=== Tâche ===
D'après l'extrait sur la privatisation des soins de santé au Québec, combien d'infirmières et d'infirmiers exercent dans le secteur privé ?

Alain Dumas, avril 2019
La privatisation des soins de santé ne cesse de progresser au Québec. Si le privé est déjà bien en selle dans les soins dentaires, optométriques et thérapeutiques, des brèches s’ouvrent de plus en plus dans la médecine familiale. De patient à client, le Québec est en train de passer d’une logique de santé publique à une logique de profit privé.
Les indicateurs de privatisation
Cette privatisation est d’abord visible dans le nombre de médecins qui sortent ou ne participent pas au régime public d’assurance médicale du Québec (RAMQ). Ce nombre est passé de 50 au début des années 2000 à plus de 800 en 2019, selon la compilation de la Régie de l’assurance-maladie. Du côté des infirmières et infirmiers, 7700 exercent dans le secteur privé, soit 11 % de l’effectif total (Ordre des infirmières et des infirmiers du Québec, 2013).
Mais le privé en santé va bien au-delà de ce phénomène. La privatisation gagne du terrain depuis le regroupement des activités médicales dans des super-cliniques privées de santé. Si ces cliniques acceptent votre carte de la RAMQ, elles n’appartiennent cependant pas à l’État. Elles sont la propriété de groupes d’investisseurs privés. Selon une étude portant sur 54 cliniques privées, 40 d’entre elles (soit 74 %) sont des sociétés par actions qui, par définition, visent le maximum de profits pour leurs actionnaires. D’après notre compilation, il existe actuellement plus de 500 cliniques privées au Québec, comparativement à quelques-unes au début des années 2000 et 200 en 2013. Le comble dans cette histoire, c’est que ces super-cliniques privées sont financées par nos impôts.

=== Données étudiées ===
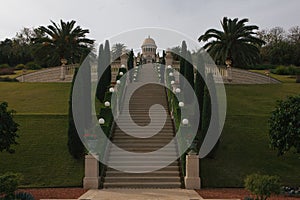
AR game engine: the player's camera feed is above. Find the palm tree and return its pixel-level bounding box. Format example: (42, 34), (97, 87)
(111, 43), (128, 61)
(34, 20), (94, 65)
(198, 17), (265, 67)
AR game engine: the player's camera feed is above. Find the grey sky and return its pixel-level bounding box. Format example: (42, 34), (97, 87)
(0, 0), (300, 49)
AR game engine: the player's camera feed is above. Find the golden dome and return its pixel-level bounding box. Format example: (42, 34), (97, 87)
(142, 36), (157, 48)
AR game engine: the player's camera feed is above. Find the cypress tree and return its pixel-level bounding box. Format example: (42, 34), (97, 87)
(104, 40), (111, 89)
(96, 40), (111, 102)
(68, 68), (84, 159)
(127, 49), (134, 82)
(179, 41), (187, 88)
(160, 50), (166, 83)
(96, 44), (105, 101)
(184, 51), (195, 89)
(195, 53), (205, 132)
(200, 73), (219, 158)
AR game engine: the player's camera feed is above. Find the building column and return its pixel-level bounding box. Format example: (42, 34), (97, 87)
(184, 151), (201, 190)
(83, 154), (101, 189)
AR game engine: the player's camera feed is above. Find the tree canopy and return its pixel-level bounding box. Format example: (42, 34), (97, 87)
(198, 17), (264, 67)
(34, 20), (94, 65)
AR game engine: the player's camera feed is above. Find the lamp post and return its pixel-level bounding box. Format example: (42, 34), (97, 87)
(225, 58), (232, 82)
(60, 58), (68, 81)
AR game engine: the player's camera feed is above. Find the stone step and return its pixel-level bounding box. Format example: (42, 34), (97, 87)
(109, 149), (178, 157)
(113, 137), (172, 144)
(103, 182), (181, 188)
(107, 165), (180, 174)
(111, 146), (176, 153)
(109, 154), (176, 161)
(105, 177), (180, 183)
(108, 158), (178, 167)
(106, 170), (180, 177)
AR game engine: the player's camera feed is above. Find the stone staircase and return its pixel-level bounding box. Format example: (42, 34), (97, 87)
(17, 67), (73, 82)
(224, 68), (280, 84)
(103, 64), (181, 188)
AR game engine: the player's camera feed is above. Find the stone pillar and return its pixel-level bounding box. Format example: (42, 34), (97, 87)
(184, 152), (201, 190)
(83, 154), (101, 189)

=== Réponse ===
7700 infirmières et infirmiers exercent dans le secteur privé, soit 11 % de l'effectif total.